Nunzio Giuliano non è stato mai un camorrista, a dispetto – invece – dei suoi fratelli. La sua fedina penale non era immacolata: per lo più reati commessi quando era ragazzino ma tutti con pena espiata. Anzi la giustizia – per colpa di quel cognome troppo pesante – l’ha continuato a perseguitare con provvedimenti preventivi-punitivi rivelatisi poi illegittimi. Nunzio Giuliano è il primo in assoluto – in tempi dove l’anticamorra non era uno sport interessato e diffuso – che dal di dentro del mostro ripudia quel mondo, dissociandosi.

A fortificare quella decisione già presa e attuata con lo stupore e la contrarietà dei familiari e non solo è la morte per overdose del suo primo figlio, Pio Vittorio, appena 17 anni. E’ il 10 dicembre 1987. Comincia un lungo e duro viaggio di Nunzio alla ricerca di se stesso e della sua emancipazione da una società ingiusta che ti imprigiona in un preciso ruolo: il camorrista. «Sono oltre 20 anni che sto manifestando la mia opposizione interiore alla presenza dei clan e dei boss nella nostra città, nonostante che abbia dei familiari coinvolti in questa realtà, nonostante che l’insegnamento e la scuola che mi è stata data è stata quella della illegalità, della lotta per la sopravvivenza con la violenza. Oggi vedo che questo accade ancora a migliaia di bambini napoletani, ma per loro è peggio. Quando ero bambino non c’era la droga, non c’erano gli omicidi, non c’era la camorra che conosciamo oggi, c’era solo la camorra politica. Dunque io sono nato a Forcella con tutti questi problemi, in una famiglia particolare, difficile, come difficile è stata la mia infanzia e questa è la forza che io nutro dentro, profondamente dentro di me, che mi fa ribellare alla camorra».

******************************

• _Problemi e compiti_
- 1) Riassumi in due frasi il brano su Nunzio Giuliano.
- 2) Riprendi il brano su Nunzio Giuliano e proseguilo dopo la sua ultima frase.

• _Materiale fornito_

******************************

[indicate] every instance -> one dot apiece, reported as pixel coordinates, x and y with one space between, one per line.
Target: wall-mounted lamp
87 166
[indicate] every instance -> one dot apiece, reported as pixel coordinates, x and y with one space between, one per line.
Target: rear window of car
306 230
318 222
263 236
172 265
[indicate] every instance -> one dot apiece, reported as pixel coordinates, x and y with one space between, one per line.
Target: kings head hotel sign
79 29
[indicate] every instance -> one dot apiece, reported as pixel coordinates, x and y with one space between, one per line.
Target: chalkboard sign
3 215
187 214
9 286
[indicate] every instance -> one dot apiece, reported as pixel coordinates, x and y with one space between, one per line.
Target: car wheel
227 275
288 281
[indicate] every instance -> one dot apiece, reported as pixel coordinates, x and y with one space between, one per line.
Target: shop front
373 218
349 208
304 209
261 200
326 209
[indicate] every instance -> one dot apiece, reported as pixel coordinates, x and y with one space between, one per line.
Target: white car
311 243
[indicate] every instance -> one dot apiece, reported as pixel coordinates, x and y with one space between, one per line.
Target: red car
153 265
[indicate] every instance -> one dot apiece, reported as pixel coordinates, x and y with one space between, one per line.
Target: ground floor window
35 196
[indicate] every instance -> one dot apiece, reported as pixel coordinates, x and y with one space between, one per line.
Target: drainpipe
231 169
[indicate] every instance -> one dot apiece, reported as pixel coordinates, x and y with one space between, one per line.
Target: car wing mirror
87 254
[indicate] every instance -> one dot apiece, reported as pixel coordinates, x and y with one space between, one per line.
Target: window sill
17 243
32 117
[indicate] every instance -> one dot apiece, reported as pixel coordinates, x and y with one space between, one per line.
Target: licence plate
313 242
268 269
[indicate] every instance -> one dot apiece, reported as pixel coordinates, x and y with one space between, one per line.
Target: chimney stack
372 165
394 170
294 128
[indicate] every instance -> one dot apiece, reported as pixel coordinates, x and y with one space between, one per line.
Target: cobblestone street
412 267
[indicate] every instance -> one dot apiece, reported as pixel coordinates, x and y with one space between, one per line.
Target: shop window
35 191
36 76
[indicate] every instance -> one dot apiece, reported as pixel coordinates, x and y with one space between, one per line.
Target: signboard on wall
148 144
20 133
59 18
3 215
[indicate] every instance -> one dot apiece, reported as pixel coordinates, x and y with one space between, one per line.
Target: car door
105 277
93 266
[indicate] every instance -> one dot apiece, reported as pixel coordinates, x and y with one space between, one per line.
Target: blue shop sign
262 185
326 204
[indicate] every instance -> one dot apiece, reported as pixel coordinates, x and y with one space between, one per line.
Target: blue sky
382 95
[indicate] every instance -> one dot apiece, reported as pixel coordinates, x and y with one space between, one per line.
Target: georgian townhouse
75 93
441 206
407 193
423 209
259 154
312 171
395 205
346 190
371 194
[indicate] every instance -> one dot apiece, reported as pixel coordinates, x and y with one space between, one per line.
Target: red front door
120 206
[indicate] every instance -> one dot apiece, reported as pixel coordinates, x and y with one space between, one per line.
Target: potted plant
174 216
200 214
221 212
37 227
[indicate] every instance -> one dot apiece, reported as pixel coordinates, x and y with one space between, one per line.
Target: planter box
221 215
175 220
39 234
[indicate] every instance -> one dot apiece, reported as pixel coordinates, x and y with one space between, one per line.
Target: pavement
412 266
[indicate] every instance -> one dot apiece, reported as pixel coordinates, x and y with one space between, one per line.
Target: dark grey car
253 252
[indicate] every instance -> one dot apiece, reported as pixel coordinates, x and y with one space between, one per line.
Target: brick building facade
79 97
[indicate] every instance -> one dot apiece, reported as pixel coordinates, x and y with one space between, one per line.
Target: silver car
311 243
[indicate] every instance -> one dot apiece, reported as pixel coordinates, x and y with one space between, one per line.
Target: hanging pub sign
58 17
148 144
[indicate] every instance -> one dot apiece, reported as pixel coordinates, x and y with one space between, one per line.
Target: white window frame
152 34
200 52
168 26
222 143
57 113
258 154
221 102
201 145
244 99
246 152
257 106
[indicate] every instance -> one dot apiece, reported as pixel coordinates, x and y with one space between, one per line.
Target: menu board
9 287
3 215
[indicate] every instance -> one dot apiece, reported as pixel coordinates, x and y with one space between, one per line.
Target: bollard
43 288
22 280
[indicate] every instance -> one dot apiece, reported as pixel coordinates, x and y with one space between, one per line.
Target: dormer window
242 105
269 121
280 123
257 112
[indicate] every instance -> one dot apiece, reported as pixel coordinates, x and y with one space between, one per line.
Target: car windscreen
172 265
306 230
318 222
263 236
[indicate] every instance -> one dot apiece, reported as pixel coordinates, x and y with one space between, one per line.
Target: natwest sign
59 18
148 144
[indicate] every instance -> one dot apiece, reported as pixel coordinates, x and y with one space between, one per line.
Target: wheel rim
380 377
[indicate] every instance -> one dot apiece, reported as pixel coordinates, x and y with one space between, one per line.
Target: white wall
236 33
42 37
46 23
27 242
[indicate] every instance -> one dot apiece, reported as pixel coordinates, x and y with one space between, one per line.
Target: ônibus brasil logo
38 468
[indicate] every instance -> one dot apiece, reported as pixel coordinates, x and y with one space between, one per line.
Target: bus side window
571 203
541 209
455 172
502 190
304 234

******************************

• _Risposte per voce_
- 1) Nunzio Giuliano, a differenza dei fratelli, non è mai stato un camorrista ed è stato il primo a ripudiare dall'interno quel mondo, dissociandosene. La sua decisione si è rafforzata con la morte per overdose del primo figlio, Pio Vittorio, a 17 anni, il 10 dicembre 1987, e da oltre vent'anni manifesta la sua opposizione ai clan, traendo forza dall'infanzia difficile vissuta a Forcella.

- 2)
A muso duro combatte la camorra, parole non scontate. Addirittura un parroco – siamo a metà degli anni Novanta – lo invita a salire sull’altare e parlare ai fedeli: spiegare il vero volto della criminalità. Le sue uscite pubbliche suscitano accese polemiche. L’allora cardinale di Napoli Michele Giordano fa sentire la sua voce “scomunicando” il sacerdote. Anche i media nazionali si accorgono di quell’uomo non banale che quando parla assesta schiaffi alle coscienze e attacca quella zona grigia di insospettabili che con la camorra ci vanno a braccetto.

Molti sono stati anche gli appelli di Nunzio a giovani per tenerli lontani dalla camorra e dalla droga. Tante le testimonianze nelle scuole come quella al Liceo Mercalli di Napoli e le sue partecipazioni a convegni e manifestazioni per la legalità.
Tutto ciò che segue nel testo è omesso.